Textausschnitt =>
* * * * * * *

Recherche 24. August 2020, von Eva Mell

Mit elf Jahren nahm das Leben eine jähe Wende

Krankheit

Magali Peter lebt mit Rasmussen-Enzephalitis, einer fortschreitenden Entzündung des Gehirns. Ihr Motto lässt sich die 15-Jährige aber nicht nehmen: Immer positiv denken.

Doch, meine Krankheit hat auch posi­tive Seiten», sagt Magali Peter schmunzelnd und zählt auf: «Ich traf die Schauspielerin Emma Watson und bin schon Helikopter geflogen.» Die 15-jährige Aarauerin blickt ihre Mutter an und fährt fort: «Das Blöde ist, dass ich vom Flug nichts mitbekommen habe. Aber unser Motto ist: positiv denken.»

Magali Peter leidet unter der seltenen Krankheit Rasmussen-Enzephalitis. Eine Entzündung befällt zunehmend ihre linke Gehirnhälfte. Dadurch hat Magali jeden Tag epileptische Anfälle und kann sich zeitweise nur im Rollstuhl fortbewegen, ihre rechte Hand nicht bewegen und kaum sprechen. Heute geht es ihr gut. Sie läuft gestützt von ihrer Mutter und erzählt bei Kaffee und Kuchen im Garten.

* * * * * * *

Datenauszüge =>

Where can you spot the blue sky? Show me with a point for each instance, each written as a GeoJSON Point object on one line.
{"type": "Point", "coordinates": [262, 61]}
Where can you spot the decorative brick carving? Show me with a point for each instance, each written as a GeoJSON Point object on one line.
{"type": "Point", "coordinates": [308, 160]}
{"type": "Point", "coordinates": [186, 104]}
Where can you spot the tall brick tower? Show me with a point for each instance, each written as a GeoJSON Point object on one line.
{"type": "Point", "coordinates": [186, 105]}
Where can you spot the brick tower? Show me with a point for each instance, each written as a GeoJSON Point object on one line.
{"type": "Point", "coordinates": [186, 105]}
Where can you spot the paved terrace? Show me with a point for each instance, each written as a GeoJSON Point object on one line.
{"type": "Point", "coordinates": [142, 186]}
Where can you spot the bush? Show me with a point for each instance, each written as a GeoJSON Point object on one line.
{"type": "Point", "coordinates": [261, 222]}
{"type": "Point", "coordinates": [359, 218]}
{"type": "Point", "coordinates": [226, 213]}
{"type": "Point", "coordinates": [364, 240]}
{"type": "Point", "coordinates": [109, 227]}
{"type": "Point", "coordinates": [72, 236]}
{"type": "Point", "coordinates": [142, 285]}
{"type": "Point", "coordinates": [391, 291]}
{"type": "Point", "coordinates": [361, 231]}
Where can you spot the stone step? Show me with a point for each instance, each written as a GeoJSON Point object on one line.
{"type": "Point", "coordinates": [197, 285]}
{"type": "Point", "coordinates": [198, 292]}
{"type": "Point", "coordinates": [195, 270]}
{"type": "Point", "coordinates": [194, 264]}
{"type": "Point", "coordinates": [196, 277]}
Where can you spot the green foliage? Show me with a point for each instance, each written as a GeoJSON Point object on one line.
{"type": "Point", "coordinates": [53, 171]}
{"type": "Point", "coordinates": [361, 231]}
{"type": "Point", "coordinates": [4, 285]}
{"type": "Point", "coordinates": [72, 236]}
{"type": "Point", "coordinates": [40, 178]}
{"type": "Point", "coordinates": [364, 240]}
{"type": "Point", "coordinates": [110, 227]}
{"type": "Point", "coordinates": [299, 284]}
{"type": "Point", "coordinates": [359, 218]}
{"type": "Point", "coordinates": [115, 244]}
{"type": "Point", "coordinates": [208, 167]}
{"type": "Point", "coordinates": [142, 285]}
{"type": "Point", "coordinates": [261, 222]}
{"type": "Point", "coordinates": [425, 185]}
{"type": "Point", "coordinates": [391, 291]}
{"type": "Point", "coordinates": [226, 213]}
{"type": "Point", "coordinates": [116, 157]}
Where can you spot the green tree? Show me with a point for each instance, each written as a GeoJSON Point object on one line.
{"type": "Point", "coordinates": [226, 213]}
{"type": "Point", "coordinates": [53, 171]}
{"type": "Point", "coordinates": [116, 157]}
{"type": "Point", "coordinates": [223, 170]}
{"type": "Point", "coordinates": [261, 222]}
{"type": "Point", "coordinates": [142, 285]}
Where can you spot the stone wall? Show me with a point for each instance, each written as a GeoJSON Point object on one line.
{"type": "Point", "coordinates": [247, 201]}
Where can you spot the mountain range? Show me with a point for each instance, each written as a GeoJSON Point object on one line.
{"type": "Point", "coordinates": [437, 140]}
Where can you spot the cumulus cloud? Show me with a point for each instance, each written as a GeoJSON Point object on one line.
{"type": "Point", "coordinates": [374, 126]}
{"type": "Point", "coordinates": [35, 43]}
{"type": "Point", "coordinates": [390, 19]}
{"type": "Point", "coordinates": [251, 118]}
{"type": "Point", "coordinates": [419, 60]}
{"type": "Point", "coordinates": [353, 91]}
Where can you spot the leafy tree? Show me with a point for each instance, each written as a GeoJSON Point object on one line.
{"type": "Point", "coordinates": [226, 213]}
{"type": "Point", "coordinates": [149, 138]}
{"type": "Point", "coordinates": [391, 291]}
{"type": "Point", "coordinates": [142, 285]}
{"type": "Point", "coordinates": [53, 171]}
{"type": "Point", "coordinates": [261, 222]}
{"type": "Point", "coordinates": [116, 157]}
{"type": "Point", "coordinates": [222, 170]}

* * * * * * *

Aufgabenliste =>
a: Nenne alle Folgen, die die Entzündung der linken Gehirnhälfte laut dem Text über Magali Peter für sie hat.
b: Schreib bitte den Text über Magali Peter nach seinem letzten Satz weiter.

Gegebene Antworten =>
a:
- jeden Tag epileptische Anfälle
- kann sich zeitweise nur im Rollstuhl fortbewegen
- kann zeitweise ihre rechte Hand nicht bewegen
- kann zeitweise kaum sprechen

b:
Es war keine Erkältung

Magali wischt sich durch Handy-Fotos, als ihr Auge plötzlich zuckt. Sie wirkt abwesend. «Das war ein epileptischer Anfall», erklärt ihre Mutter Marianne Peter. Schon ist er vorbei, und Magali zeigt das Foto mit Emma Watson, die in den Harry-Potter-Filmen mitspielte. Eine Stiftung, die Herzenswünsche schwerkranker Kinder und Jugendlicher erfüllt, machte das Treffen letztes Jahr möglich. Magali konzentriert sich auf schöne Erlebnisse, und schafft es, sie auch mit dramatischen Lebenslagen zu verbinden. Dazu gehört der Helikopterflug.

Sie war elf, als ihr Immunsystem plötzlich das Gehirn angriff. Die Spitalärzte dachten, sie sei erkältet, und empfahlen ein Erkältungsbad, also legte sich das Mädchen im Dezember 2016 in die Wanne. Die Mutter und der Bruder sortierten im Nebenzimmer Lego-Steine. Nach einer Weile schickte die Mutter den Bruder ins Bad: «Sag Magali, es reicht jetzt.» Als der Bub die Tür öffnete, lag seine Schwester auf dem Fussboden. Sie hatte in der Wanne einen epileptischen Anfall gehabt, war untergegangen und hatte es irgendwie geschafft, herauszusteigen. Mit dem Helikopter wurde das Mädchen ins Zürcher Kinderspital geflogen. «Irgendwie cool!», sagt Magali dazu.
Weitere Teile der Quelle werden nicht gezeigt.